[Start RAW RECORDS]

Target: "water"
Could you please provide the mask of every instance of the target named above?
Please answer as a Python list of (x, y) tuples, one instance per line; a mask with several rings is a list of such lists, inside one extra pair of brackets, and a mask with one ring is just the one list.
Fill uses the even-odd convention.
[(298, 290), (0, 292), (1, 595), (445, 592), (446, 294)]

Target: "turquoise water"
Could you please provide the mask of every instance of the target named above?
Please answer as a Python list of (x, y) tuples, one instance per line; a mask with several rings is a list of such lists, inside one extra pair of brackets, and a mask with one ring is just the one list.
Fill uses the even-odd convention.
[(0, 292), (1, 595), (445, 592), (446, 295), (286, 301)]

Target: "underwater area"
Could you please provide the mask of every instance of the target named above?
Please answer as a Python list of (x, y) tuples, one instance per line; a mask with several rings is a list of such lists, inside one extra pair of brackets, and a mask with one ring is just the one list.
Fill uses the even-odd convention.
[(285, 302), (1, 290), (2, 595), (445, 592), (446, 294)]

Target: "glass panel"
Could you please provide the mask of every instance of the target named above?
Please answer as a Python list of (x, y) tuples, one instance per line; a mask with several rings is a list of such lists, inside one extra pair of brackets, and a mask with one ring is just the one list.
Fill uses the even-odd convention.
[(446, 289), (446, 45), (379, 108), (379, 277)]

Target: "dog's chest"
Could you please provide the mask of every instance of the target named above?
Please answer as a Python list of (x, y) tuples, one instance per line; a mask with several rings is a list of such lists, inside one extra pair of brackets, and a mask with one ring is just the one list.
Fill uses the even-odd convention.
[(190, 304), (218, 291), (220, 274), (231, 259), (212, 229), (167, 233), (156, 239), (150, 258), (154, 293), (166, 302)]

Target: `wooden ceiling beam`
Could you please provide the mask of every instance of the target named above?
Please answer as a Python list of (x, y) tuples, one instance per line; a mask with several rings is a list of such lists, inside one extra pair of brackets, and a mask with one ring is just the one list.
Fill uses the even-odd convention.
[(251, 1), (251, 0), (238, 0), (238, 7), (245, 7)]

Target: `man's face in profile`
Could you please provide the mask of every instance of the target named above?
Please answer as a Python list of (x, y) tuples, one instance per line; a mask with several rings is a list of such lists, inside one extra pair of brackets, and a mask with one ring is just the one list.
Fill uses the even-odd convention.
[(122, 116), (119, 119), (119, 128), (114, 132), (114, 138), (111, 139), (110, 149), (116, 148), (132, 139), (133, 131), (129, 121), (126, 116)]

[End RAW RECORDS]

WHAT THE EXERCISE ASKS: Recast every line of the listing above as a JSON array of strings, one string per line, with the blank lines left out.

FINISHED TASK:
[
  "Target: \"water\"",
  "Could you please provide the mask of every instance of the target named above?",
  "Please answer as a Python list of (x, y) tuples, one instance per line; a mask with several rings is a list of such lists, inside one extra pair of brackets, and a mask with one ring is just the one list.",
  "Fill uses the even-odd convention.",
  "[(298, 290), (0, 292), (1, 595), (445, 592), (446, 294)]",
  "Target: \"turquoise water\"",
  "Could you please provide the mask of every instance of the target named above?",
  "Please answer as a Python list of (x, y) tuples, one instance per line; a mask with several rings is a list of such lists, inside one extra pair of brackets, and a mask with one ring is just the one list.",
  "Fill uses the even-odd convention.",
  "[(0, 292), (1, 595), (445, 592), (446, 295), (286, 301)]",
  "Target: \"underwater area\"",
  "Could you please provide the mask of every instance of the target named above?",
  "Please answer as a Python list of (x, y) tuples, one instance per line; a mask with several rings is a list of such lists, inside one extra pair of brackets, and a mask with one ring is just the one list.",
  "Fill uses the even-odd convention.",
  "[(285, 302), (1, 290), (2, 595), (445, 592), (446, 294)]",
  "Target: \"glass panel\"",
  "Could you please provide the mask of every instance of the target named above?",
  "Please answer as a Python list of (x, y) tuples, one instance per line; a mask with several rings is a list of such lists, inside one extra pair of brackets, and a mask with one ring is just the one list.",
  "Fill uses the even-odd convention.",
  "[(446, 289), (446, 45), (379, 108), (379, 277)]",
  "Target: \"dog's chest\"",
  "Could you please provide the mask of every instance of the target named above?",
  "Please answer as a Python list of (x, y) tuples, one instance per line; a mask with several rings is a list of such lists, inside one extra pair of brackets, and a mask with one ring is just the one list.",
  "Fill uses the even-odd convention.",
  "[(190, 304), (218, 291), (220, 274), (231, 259), (212, 229), (167, 233), (156, 239), (150, 258), (154, 293), (166, 302)]",
  "Target: `wooden ceiling beam`",
  "Could you please provide the mask of every instance of the target named above?",
  "Please answer as a Python list of (x, y) tuples, one instance per line; a mask with several rings is a list of such lists, inside one extra pair of brackets, and a mask with one ring is just the one list.",
  "Fill uses the even-odd convention.",
  "[(251, 1), (251, 0), (238, 0), (238, 7), (245, 7)]",
  "Target: `man's face in profile`",
  "Could you please provide the mask of every instance of the target named above?",
  "Please answer as a Python list of (x, y) tuples, one instance per line; a mask with several rings is a list of such lists, inside one extra pair of brackets, and a mask with one ring is just the one list.",
  "Fill uses the even-odd convention.",
  "[(122, 116), (119, 119), (119, 128), (114, 132), (114, 138), (111, 139), (110, 149), (116, 148), (132, 139), (133, 131), (129, 121), (126, 116)]"
]